Referring expression pointing data:

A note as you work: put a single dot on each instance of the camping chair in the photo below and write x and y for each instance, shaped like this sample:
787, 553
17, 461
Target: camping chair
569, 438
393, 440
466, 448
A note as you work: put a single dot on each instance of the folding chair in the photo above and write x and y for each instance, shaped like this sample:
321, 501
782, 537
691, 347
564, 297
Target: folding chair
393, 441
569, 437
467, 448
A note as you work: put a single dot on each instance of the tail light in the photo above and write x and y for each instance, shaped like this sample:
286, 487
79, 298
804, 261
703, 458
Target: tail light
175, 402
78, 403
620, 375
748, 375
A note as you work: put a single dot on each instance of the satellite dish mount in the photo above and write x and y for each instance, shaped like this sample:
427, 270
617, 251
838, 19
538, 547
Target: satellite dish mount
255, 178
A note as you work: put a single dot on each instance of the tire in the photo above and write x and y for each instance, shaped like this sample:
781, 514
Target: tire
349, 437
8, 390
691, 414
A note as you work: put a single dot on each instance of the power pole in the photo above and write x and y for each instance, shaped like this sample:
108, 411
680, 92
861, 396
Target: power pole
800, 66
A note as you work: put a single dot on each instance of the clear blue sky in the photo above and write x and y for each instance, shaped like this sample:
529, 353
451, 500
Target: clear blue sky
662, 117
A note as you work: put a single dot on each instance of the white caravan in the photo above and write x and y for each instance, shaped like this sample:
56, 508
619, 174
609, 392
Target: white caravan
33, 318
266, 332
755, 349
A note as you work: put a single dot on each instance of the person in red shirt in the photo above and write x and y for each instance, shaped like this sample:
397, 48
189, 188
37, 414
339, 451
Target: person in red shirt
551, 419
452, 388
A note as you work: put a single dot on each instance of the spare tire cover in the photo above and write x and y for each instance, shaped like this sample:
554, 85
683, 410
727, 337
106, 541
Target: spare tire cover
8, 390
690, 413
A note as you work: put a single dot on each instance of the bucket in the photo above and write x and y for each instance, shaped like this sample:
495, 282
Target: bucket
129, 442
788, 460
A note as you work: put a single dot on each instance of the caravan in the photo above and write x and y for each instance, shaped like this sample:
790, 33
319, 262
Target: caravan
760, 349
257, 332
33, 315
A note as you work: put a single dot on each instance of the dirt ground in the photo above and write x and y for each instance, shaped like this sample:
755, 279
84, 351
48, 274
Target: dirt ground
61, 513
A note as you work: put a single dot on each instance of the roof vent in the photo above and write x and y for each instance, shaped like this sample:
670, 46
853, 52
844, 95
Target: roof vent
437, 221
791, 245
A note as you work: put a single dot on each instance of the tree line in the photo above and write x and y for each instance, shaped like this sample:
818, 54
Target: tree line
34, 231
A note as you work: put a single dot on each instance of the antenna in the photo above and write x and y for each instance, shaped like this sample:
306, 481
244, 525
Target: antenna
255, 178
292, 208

EXERCISE GOAL: Using the entries above, output exactly the lines between the line holding "of the caravan" and the line holding "of the roof", end lines included, and nothing more.

WRITTEN ANSWER:
A note as you work: put a single dot on each instance of the caravan in the photo above and write x and y for each instance, shaped like this sample:
790, 33
319, 262
Target: caravan
760, 349
257, 332
33, 315
A note as you work: put a single dot on each instance of the dirt ground in the photo above and write x and y for each instance, shaped like this sample:
755, 279
84, 351
48, 274
Target: dirt ground
61, 513
A note as you work: put a single dot on each instance of the roof vent in the photo above and write x and y for each instance, shaped like this sample:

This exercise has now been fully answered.